Activity.
Can you print every record below exactly as written?

*** Opening Record set ***

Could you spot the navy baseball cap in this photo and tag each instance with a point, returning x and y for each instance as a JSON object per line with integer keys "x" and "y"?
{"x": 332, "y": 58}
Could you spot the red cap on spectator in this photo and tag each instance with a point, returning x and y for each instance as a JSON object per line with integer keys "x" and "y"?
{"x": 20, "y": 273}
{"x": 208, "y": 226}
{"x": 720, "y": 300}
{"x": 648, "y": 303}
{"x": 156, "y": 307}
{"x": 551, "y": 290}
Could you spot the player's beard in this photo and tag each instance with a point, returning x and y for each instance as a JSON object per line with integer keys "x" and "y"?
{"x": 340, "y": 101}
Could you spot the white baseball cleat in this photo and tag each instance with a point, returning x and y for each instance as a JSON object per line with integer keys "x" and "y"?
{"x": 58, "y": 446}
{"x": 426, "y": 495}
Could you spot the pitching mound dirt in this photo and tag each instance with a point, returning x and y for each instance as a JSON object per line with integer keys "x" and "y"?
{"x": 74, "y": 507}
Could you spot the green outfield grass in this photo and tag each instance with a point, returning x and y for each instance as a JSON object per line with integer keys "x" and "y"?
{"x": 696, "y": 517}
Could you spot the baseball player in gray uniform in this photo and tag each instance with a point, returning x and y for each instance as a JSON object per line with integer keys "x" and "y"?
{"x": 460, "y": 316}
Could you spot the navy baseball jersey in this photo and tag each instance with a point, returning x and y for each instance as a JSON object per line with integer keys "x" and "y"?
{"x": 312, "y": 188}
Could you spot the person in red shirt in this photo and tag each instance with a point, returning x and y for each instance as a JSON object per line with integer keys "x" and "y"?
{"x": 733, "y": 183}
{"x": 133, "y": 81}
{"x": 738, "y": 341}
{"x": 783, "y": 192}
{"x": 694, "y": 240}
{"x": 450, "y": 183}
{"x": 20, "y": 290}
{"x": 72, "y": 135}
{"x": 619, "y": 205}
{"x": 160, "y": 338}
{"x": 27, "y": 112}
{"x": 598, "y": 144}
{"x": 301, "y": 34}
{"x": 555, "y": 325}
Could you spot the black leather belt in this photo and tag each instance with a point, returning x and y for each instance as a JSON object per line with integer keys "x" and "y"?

*** Closing Record set ***

Response area.
Could you spot the navy baseball cap in this photo and tag each instance with a point, returning x and y for each instance as a JSON object per line with integer keys "x" and "y"?
{"x": 332, "y": 58}
Could you spot the red cap on spectator in this photo and tag each instance with a point, returning x and y for each instance as a JSON object per line with integer keys "x" and "y"?
{"x": 20, "y": 273}
{"x": 208, "y": 226}
{"x": 720, "y": 300}
{"x": 648, "y": 303}
{"x": 156, "y": 307}
{"x": 551, "y": 290}
Could you spot the player's beard in this photo and tag each instance with a point, returning x and y for each instance as a JSON object per line with integer keys "x" and "y"?
{"x": 340, "y": 101}
Could you spot the white baseball cleat in this photo and tag each instance with a point, returning x and y for each instance as a JSON object per line with integer keys "x" and "y"?
{"x": 58, "y": 446}
{"x": 426, "y": 495}
Could you spot the pitching mound dirt in this photo and tag each instance with a point, returning x and y for each instance as a JSON object per line with integer keys "x" and "y"?
{"x": 74, "y": 507}
Could you spot the green outfield grass in this photo and tag each instance with a point, returning x and y for each instance as a JSON object per line with integer keys "x" and "y"?
{"x": 696, "y": 517}
Could you spot the baseball player in gray uniform in this photo and tag each instance with a point, returning x and y for each instance as a JSON object per line with integer keys "x" and "y"?
{"x": 460, "y": 316}
Could you spot the navy baseball jersey in this photo and tag each instance with a point, returning x and y for each instance as a JSON object per line with integer keys "x" and "y"?
{"x": 312, "y": 188}
Could you spot the person in red shirt in this photo and tag each instance with a point, returning x and y for each instance as a JSON object per line with integer keys "x" and "y"?
{"x": 733, "y": 183}
{"x": 133, "y": 81}
{"x": 738, "y": 341}
{"x": 783, "y": 192}
{"x": 694, "y": 240}
{"x": 450, "y": 183}
{"x": 20, "y": 290}
{"x": 72, "y": 135}
{"x": 619, "y": 205}
{"x": 160, "y": 338}
{"x": 27, "y": 112}
{"x": 598, "y": 144}
{"x": 301, "y": 34}
{"x": 555, "y": 325}
Could you spot the black leather belt in this photo and tag each instance with a point, returning x and y for each instance as a JSON object per line with integer keys "x" and "y"?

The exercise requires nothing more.